Task instructions:
Each record is to be transcribed exactly.

:: Material for the task ::

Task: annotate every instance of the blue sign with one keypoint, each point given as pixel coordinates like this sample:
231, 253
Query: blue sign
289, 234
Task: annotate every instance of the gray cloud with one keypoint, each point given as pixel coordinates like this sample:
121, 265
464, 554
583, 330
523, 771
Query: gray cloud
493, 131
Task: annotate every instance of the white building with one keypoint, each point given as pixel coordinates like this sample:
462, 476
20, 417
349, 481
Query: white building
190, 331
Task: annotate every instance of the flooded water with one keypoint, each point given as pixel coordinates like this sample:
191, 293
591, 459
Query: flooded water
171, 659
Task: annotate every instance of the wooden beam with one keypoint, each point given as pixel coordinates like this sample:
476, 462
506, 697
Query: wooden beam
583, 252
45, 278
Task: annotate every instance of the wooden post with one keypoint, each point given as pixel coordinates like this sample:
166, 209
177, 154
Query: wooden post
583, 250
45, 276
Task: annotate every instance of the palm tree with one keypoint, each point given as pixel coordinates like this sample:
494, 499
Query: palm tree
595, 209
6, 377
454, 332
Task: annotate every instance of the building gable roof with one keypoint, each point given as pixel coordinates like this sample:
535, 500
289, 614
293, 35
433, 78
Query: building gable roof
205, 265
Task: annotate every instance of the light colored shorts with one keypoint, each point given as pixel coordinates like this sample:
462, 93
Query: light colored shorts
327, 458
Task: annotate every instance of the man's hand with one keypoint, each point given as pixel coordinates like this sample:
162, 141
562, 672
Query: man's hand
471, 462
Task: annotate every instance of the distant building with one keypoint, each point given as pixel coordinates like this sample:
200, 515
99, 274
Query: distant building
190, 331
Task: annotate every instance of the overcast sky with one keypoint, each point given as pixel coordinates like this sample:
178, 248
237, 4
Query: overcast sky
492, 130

:::

Answer to the task:
Task: annotate every instance of the blue sign with one keypoint, each point given as pixel coordinates like this sample:
231, 253
Query: blue sign
289, 234
Task: annotate every instance of the gray cloud with one keypoint, each point given as pixel coordinates like this sample:
121, 265
464, 554
583, 330
523, 771
Query: gray cloud
493, 131
Task: annotate every instance of the white building with one keypoint, each point given as pixel coordinates like this sample:
462, 476
20, 417
349, 481
Query: white building
190, 331
Task: annotate every instance of the flooded water with one keypoint, each point given as pixel coordinates like this sample:
191, 293
591, 459
Query: flooded water
171, 659
Task: annotate every instance of the wooden beam with one keypoint, each point given as pixel coordinates like this sample:
476, 462
506, 697
Query: wooden beam
583, 252
45, 278
Task: annotate every instance of the wooden post with one keypoint, each point given as pixel coordinates like this sample:
166, 209
177, 154
Query: wooden post
583, 250
45, 276
Task: annotate every instance of the palm tree with one keypoint, each point given as pixel coordinates like this sample:
494, 499
Query: palm tree
595, 209
6, 377
454, 332
Task: annotate every instance of the building gable roof with one keypoint, each point given as pixel coordinates like this sample:
535, 500
289, 614
293, 35
433, 78
Query: building gable roof
205, 265
Task: annotate every instance of the light colored shorts with one keypoint, each point given as pixel coordinates like this sample:
462, 93
Query: light colored shorts
327, 458
Task: annotate every instance of the man's hand with one keypoint, each point given as pixel coordinates like this sample:
162, 141
562, 672
Query: man's hand
471, 462
Task: annotate every instance of the distant building with one keypoint, each point given as pixel coordinates like this sample:
200, 515
99, 274
Query: distant building
190, 331
Task: annotate every instance of the overcast sky with one keypoint, each point given as pixel coordinates like this sample:
178, 248
237, 4
Query: overcast sky
492, 130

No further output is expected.